:: Required task ::
Format the data below as a two-column CSV with the header instruction,response. Each row holds one instruction and all the points listed under it, with each field in double quotes and line breaks replaced by spaces.

[begin Exercise input]

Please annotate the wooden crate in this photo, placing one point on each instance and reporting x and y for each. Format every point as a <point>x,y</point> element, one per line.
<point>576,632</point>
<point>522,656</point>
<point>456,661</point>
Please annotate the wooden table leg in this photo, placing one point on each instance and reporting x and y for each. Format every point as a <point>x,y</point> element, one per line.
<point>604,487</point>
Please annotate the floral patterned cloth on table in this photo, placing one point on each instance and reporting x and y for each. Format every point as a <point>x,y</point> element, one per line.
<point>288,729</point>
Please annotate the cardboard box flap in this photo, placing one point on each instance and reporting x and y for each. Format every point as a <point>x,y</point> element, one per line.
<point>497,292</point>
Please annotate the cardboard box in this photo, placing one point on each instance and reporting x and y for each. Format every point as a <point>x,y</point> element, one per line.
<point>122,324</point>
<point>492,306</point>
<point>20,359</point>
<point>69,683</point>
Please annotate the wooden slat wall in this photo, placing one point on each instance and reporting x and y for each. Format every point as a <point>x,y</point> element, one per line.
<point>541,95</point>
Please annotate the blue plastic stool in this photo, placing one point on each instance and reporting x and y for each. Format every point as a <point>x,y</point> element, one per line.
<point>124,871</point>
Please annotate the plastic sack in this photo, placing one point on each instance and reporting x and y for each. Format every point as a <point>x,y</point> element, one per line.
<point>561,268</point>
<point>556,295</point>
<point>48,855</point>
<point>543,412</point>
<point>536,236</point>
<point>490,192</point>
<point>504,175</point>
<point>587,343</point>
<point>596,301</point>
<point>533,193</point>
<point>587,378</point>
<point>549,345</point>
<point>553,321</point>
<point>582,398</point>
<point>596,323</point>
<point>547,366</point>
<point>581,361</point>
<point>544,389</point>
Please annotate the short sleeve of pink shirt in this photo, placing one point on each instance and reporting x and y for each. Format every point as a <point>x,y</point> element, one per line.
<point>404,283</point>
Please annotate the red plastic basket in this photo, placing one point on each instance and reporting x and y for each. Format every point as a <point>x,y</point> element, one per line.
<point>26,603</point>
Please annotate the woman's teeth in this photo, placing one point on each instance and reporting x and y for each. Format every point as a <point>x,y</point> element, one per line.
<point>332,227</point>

[end Exercise input]

:: Exercise result ::
instruction,response
"Please annotate the wooden crate in this photo, placing one point on each instance and reporting x and y for each. Format every point as a <point>x,y</point> element, one per line.","<point>576,632</point> <point>522,656</point> <point>456,661</point>"
"Please annotate the wooden table leg in this photo, placing one point on each instance and reporting x and y for each. Format every point as a <point>x,y</point> element, one per line.","<point>604,487</point>"
"Please annotate the floral patterned cloth on table in this photo, placing one point on each instance and reporting x and y for each. Format every point as a <point>x,y</point> element, one per line.","<point>288,729</point>"
"Please annotate the cardboard box flap in this photo, placing one point on each instance and reporting x and y for each. Format every point as a <point>x,y</point> element, one per line.","<point>497,292</point>"
"Please annotate the cardboard box in this photo, placing one point on each instance and reporting x and y for each. Format every point as a <point>x,y</point> element, one per line.","<point>122,324</point> <point>492,306</point> <point>20,359</point> <point>69,683</point>"
"Please annotate the wooden slat wall in this photo, placing one point on each instance and reporting x and y for each. Format every point as a <point>x,y</point> element, one per line.","<point>541,95</point>"
"Please annotate the blue plastic stool in this photo, placing one point on each instance and reporting x and y for each. Format every point as a <point>x,y</point> element, one per line.","<point>124,871</point>"
"Please annotate the plastic sack in this photo, placing one point on each instance and reporting x and y for each. Format every point as a <point>x,y</point> element, one per line.","<point>561,268</point> <point>556,295</point> <point>48,855</point> <point>543,412</point> <point>536,236</point> <point>490,192</point> <point>504,175</point> <point>587,343</point> <point>596,301</point> <point>533,193</point> <point>587,378</point> <point>549,345</point> <point>553,321</point> <point>582,398</point> <point>596,323</point> <point>547,366</point> <point>581,361</point> <point>544,389</point>"
"Please annotate the short sleeve of pink shirt in this photo, placing one point on each instance and reporting x and y for each. Format every point as a <point>x,y</point> element, one per line.","<point>404,283</point>"
"Please annotate the red plastic basket in this photo, placing one point on each instance and reporting x and y for each. Format every point as a <point>x,y</point> element, one per line.","<point>26,603</point>"
"Please annotate the woman's teeth in this photo, placing one point on each instance and reporting x and y for each. Format every point as a <point>x,y</point> element, one per line.","<point>332,227</point>"